• [Directions for this task]:
Repeat the lines below word for word, from the start of the items through the line containing "x=909, y=533", including both ends.

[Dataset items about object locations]
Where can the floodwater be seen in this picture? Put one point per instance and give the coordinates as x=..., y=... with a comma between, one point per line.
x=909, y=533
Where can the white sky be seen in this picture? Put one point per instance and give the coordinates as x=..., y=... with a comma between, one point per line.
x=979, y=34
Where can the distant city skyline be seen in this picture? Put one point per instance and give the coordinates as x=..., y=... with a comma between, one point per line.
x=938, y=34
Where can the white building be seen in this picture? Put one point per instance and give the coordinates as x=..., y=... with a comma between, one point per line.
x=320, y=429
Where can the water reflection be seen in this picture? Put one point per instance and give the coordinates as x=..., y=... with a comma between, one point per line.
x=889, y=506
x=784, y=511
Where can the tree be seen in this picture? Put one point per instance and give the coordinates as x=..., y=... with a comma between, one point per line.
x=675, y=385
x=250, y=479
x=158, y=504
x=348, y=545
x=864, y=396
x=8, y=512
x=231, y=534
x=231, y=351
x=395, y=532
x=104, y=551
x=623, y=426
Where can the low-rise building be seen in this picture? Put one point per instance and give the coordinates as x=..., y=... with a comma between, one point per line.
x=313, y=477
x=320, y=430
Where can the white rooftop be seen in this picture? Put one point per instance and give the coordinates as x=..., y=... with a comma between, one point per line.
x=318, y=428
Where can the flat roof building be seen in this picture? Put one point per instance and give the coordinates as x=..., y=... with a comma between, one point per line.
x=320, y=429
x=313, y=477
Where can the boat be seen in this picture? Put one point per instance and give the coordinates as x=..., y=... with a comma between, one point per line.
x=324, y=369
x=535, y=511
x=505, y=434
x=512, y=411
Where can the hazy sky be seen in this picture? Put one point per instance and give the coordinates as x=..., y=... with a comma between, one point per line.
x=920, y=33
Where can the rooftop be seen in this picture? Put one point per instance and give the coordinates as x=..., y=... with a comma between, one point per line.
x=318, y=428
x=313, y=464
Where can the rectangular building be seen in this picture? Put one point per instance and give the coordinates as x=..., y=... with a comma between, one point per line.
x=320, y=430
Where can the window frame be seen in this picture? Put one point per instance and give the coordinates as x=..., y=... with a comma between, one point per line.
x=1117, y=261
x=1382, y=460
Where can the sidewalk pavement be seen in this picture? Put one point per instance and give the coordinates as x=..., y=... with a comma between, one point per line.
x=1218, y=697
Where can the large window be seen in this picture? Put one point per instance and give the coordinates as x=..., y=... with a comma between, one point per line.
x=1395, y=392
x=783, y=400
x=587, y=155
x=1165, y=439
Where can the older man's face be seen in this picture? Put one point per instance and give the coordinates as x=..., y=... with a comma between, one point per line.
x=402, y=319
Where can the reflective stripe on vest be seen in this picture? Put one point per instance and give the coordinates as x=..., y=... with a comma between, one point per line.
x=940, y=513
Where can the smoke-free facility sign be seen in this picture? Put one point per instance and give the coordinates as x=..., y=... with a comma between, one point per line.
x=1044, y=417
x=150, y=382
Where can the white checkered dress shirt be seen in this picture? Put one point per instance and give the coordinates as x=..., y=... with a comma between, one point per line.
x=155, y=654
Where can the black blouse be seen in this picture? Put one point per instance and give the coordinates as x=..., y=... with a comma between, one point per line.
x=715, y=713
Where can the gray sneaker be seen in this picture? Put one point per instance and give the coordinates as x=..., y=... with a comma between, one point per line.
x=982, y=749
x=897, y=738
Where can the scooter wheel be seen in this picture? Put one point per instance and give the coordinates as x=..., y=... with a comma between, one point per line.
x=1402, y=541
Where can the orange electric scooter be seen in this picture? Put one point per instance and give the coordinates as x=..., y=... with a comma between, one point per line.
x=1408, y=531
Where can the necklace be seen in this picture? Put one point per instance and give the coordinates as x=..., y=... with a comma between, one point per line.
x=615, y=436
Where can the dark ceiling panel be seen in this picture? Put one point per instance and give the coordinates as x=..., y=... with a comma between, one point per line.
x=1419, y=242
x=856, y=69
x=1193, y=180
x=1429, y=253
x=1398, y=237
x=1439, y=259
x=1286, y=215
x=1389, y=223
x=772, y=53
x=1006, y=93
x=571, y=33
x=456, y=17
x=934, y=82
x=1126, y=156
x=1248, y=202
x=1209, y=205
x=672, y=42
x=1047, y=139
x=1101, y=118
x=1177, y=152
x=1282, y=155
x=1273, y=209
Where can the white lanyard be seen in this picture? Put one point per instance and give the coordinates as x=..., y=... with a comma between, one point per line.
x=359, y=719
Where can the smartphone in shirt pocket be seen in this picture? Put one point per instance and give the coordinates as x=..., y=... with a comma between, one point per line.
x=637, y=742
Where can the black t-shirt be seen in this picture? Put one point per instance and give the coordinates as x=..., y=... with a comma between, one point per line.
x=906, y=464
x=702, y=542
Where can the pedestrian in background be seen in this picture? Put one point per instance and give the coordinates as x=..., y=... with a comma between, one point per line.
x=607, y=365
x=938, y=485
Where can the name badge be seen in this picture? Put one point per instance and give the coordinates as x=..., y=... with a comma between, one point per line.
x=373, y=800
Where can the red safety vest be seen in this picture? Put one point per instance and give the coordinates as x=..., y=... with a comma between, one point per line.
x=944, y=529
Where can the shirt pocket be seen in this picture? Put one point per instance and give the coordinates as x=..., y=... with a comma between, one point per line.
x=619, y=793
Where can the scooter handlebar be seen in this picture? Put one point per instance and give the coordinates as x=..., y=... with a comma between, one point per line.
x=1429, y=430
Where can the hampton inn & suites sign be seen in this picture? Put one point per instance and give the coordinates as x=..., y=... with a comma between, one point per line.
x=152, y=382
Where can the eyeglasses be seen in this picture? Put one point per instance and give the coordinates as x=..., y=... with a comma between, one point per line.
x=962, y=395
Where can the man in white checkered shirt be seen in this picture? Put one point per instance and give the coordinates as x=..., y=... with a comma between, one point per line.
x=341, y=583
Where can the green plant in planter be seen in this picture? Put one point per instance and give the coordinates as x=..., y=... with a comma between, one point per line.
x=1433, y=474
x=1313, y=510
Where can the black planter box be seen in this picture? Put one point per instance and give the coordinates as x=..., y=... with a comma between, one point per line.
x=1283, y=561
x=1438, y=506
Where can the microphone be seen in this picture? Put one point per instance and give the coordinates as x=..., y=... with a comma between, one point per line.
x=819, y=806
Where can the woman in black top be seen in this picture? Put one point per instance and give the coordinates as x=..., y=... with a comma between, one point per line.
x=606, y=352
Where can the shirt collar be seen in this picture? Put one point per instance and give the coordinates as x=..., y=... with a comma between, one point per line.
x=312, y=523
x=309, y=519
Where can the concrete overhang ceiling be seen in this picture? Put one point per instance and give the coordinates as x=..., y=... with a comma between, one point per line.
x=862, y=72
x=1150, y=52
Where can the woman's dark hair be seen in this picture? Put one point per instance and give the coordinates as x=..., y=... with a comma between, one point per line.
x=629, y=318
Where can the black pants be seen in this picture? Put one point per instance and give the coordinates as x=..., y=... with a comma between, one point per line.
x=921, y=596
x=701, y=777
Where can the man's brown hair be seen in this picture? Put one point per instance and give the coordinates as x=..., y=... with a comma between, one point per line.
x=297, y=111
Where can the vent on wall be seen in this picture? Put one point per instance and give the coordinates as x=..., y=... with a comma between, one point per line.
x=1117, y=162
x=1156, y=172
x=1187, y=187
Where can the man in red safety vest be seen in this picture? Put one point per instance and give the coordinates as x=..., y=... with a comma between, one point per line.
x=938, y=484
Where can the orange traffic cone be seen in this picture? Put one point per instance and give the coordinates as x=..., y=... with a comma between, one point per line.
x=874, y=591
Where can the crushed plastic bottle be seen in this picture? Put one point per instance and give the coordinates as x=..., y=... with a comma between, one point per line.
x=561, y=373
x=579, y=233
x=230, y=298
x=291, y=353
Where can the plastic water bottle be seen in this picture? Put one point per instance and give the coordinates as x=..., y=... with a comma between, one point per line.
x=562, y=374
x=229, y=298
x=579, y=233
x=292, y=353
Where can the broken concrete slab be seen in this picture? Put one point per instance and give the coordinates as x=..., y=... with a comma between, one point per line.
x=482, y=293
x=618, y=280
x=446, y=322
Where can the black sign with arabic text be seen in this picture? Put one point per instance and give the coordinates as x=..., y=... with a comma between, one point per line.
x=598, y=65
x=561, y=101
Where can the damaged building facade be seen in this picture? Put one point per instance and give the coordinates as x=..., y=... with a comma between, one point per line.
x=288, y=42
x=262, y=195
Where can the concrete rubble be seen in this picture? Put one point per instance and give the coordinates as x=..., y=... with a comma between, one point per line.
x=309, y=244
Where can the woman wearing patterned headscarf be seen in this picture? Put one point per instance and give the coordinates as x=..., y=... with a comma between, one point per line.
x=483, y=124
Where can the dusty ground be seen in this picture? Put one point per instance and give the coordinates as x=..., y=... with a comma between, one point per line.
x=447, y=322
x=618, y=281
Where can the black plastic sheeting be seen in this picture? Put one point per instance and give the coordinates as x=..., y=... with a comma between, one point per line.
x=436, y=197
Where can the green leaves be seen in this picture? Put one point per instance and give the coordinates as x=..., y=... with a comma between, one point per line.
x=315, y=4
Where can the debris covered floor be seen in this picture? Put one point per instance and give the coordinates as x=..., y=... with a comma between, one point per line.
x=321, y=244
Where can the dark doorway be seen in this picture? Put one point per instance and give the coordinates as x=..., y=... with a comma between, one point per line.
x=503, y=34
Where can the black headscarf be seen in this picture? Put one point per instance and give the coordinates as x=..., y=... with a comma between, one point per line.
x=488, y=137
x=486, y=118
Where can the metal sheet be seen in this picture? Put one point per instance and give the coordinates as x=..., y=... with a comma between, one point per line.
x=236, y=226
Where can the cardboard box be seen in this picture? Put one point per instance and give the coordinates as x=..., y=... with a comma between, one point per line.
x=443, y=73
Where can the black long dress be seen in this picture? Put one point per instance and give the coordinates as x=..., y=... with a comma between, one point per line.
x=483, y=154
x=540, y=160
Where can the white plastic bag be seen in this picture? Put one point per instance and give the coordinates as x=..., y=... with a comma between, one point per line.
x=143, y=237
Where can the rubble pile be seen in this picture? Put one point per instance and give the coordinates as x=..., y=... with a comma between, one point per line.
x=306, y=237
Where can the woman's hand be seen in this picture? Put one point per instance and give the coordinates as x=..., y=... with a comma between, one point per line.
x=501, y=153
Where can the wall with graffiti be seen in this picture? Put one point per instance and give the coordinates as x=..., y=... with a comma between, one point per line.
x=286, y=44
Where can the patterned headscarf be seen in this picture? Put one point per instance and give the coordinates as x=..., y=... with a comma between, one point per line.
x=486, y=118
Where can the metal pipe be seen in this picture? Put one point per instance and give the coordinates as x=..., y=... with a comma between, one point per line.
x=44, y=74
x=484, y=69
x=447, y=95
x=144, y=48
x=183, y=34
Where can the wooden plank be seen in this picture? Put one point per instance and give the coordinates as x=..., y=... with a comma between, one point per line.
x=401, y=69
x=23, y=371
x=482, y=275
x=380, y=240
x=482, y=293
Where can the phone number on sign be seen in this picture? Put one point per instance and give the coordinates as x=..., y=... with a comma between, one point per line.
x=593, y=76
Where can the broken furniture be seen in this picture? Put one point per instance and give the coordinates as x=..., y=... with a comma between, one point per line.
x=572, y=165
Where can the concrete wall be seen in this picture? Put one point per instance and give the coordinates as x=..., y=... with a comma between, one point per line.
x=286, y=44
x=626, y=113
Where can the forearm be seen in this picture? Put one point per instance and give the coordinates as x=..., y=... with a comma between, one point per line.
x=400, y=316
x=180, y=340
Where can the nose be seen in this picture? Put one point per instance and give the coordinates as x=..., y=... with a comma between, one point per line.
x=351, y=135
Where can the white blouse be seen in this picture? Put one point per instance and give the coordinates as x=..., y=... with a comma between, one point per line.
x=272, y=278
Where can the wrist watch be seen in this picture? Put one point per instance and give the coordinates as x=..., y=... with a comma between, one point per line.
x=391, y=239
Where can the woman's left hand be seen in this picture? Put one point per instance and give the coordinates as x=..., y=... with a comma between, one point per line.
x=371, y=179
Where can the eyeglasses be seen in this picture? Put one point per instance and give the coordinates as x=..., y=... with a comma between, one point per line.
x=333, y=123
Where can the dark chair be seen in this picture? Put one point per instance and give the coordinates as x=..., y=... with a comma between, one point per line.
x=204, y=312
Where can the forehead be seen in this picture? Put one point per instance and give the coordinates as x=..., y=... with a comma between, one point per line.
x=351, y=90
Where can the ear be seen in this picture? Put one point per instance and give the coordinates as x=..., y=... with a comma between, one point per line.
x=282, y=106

• [Complete answer]:
Where can the floodwater be seen in this picture? Put one point per instance and give the coordinates as x=..., y=... with a comma between, one point per line.
x=909, y=533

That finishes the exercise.